Columna de Elisa Araya: Que ningún profesor ni profesora quede atrás
¿Qué es la escuela hoy? Es posible que todos tengamos alguna respuesta más o menos razonable a esta pregunta.
Si estuviéramos en 1900, varios estarían propiciando la educación para toda la población financiada por el Estado como mecanismo de moralización del pueblo que, por sus costumbres libertinas, ponían en riesgo a la nación. Cierto es que otros pensarían distinto, postularían que el progreso del país está basado en el desarrollo de sus habitantes, y que la educación es la llave maestra para ese avance.
Esta última idea movería las voluntades particularmente a partir de la mitad del siglo XX, con reformas para aumentar los años de escolaridad, construir más escuelas y formar más y mejores profesores. Eso permitió que, al menos, la educación básica se universalizara y fuera cada vez menos común encontrarse con ciudadanos con baja escolaridad.
En el 2000, la escuela debía ser efectiva, estar muy bien administrada, cual gerencia de una empresa con todos sus procesos ordenados, planificados, sistematizados, evaluados y corregidos. La evidencia de dicha efectividad es constatable en los rankings de las escuelas, los puntajes de los estudiantes en las pruebas estandarizadas y los desempeños de sus profesores y profesoras en la evaluación docente, conducente a estímulos monetarios, proyectos financiados, mejores remuneraciones. En esas escuelas, todo está descrito a un nivel de detalles que no habría razón para no tener éxito y, sin embargo, algo pasa que esta lógica fabril no basta.

● EXTRACTOS DE FILAS
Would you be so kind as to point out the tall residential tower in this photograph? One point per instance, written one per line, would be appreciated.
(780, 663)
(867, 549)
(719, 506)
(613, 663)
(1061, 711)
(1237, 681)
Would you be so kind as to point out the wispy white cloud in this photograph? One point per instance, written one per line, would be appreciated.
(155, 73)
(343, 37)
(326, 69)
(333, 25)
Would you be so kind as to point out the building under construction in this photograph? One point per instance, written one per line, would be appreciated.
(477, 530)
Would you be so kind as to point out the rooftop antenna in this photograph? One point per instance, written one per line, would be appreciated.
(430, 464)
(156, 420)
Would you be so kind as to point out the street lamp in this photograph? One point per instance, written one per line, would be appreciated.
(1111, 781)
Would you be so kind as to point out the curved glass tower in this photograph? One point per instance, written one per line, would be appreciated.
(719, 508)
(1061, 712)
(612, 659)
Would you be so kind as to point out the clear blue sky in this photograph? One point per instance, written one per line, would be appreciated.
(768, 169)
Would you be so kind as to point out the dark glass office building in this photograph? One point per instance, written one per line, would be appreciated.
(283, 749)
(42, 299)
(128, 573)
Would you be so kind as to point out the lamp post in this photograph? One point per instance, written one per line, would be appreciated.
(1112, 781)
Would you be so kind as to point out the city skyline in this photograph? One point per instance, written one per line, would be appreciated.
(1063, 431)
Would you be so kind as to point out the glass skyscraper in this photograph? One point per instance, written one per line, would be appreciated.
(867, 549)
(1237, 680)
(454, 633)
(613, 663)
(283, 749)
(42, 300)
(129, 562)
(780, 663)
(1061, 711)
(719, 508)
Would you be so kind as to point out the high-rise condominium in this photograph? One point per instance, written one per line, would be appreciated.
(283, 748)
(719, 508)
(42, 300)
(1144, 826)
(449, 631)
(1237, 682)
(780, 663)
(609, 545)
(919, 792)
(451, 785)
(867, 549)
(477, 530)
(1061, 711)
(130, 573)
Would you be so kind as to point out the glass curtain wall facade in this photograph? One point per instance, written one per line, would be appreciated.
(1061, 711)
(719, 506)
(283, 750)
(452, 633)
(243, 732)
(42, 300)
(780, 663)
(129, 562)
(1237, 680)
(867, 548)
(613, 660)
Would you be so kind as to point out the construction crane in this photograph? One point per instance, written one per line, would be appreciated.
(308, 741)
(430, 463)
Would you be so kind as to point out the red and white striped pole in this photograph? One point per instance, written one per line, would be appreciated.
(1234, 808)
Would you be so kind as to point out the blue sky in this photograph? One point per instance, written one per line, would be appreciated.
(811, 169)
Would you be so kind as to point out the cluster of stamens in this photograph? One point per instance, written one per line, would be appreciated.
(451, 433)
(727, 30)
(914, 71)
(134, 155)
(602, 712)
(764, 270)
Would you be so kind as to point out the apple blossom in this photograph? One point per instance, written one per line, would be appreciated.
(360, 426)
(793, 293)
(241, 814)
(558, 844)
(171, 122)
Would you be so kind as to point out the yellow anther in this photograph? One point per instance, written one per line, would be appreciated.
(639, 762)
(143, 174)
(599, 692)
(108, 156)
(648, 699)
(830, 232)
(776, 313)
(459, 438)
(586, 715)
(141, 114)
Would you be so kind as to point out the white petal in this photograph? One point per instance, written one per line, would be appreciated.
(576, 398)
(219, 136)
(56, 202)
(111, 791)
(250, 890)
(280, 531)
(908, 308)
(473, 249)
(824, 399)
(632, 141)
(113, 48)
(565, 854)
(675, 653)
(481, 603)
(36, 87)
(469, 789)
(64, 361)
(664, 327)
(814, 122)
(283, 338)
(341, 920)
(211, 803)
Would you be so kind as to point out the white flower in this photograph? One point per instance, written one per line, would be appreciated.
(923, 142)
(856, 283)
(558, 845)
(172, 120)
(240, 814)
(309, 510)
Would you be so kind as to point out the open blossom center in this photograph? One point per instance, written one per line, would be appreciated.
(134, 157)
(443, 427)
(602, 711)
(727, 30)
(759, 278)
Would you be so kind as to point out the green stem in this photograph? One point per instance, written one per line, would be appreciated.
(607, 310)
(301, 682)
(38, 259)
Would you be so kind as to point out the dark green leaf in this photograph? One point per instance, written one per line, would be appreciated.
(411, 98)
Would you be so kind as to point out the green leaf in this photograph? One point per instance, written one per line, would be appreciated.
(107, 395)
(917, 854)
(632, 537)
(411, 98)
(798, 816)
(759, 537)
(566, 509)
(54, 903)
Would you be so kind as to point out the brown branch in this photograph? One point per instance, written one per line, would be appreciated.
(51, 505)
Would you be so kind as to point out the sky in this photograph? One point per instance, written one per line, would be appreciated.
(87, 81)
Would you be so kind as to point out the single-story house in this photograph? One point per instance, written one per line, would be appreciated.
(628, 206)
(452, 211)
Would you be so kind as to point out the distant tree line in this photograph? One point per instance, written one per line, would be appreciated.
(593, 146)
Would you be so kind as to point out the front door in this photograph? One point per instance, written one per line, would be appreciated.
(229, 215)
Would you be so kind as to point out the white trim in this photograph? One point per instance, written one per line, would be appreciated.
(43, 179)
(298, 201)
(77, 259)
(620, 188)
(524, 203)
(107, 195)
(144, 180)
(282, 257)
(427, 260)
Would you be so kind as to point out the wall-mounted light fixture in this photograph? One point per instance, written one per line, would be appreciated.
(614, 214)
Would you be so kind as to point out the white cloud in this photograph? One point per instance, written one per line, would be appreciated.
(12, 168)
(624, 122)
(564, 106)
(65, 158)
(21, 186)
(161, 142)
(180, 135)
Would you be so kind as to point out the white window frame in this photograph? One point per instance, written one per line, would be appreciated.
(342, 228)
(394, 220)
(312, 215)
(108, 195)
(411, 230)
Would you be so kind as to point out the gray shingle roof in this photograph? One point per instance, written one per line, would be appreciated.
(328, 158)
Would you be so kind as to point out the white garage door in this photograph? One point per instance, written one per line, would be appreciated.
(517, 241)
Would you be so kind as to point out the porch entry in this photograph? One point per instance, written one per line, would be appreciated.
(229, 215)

● ACCIONES POR REALIZAR
1. Resume en dos oraciones la columna sobre la escuela.
2. Cita literalmente el fragmento de la columna sobre la escuela que comienza en las palabras "En el 2000, la" y termina después de las palabras "fabril no basta.".
3. Escribe lo que sigue a la última oración de la columna sobre la escuela.

● RESPUESTAS ESCRITAS
1. La columna sobre la escuela repasa cómo ha cambiado su sentido: hacia 1900 unos veían la educación estatal como forma de moralizar al pueblo y otros como la llave del progreso, idea que desde mediados del siglo XX impulsó reformas que universalizaron la educación básica. En el 2000 se exigió una escuela efectiva, administrada como una empresa y medida por rankings, pruebas estandarizadas y evaluación docente, aunque esa lógica fabril no basta.

2.
En el 2000, la escuela debía ser efectiva, estar muy bien administrada, cual gerencia de una empresa con todos sus procesos ordenados, planificados, sistematizados, evaluados y corregidos. La evidencia de dicha efectividad es constatable en los rankings de las escuelas, los puntajes de los estudiantes en las pruebas estandarizadas y los desempeños de sus profesores y profesoras en la evaluación docente, conducente a estímulos monetarios, proyectos financiados, mejores remuneraciones. En esas escuelas, todo está descrito a un nivel de detalles que no habría razón para no tener éxito y, sin embargo, algo pasa que esta lógica fabril no basta.

3.
Por estos días, las escuelas, que hoy todos llaman “colegios”, son espacios difíciles de describir. Más bien se describen y se entienden de manera georreferenciada. No da lo mismo en qué lugar del país se encuentre ubicada. Región, ciudad y barrio definen la “calidad” de lo que ahí ocurre o, por lo menos, lo que cada estudiante puede obtener durante su estadía en ella. Las notas, los puntajes, las giras de estudio, los talleres deportivos y culturales, las redes de amigos, el acceso a libros y computadores, la conectividad, la adquisición de una segunda lengua, participar en el coro, en el grupo de teatro, el de ciencias, y un largo etc., hacen de la escolaridad una experiencia más de la desigualdad social de nuestro país.
Si seguimos pensando que la educación lo cambia todo y que puede transformar las vidas y las sociedades, las escuelas, la formación de profesores, las experiencias escolares deberían ser consideradas prioridad nacional, proyecto país, acuerdo para el desarrollo. Pero, en la práctica, las escuelas y las pedagogías están en crisis y las medidas decisivas no se están tomando.
No resulta sorprendente para un observador neutral el hecho de que la crisis más profunda de nuestro sistema educacional es la que afecta al subsistema pedagógico. Hemos llegado a un punto en el que la crisis es más referida a los procesos de enseñanza que de los procesos de aprendizaje. No es que hoy se aprenda casi todo, sino, más bien, se enseña casi nada.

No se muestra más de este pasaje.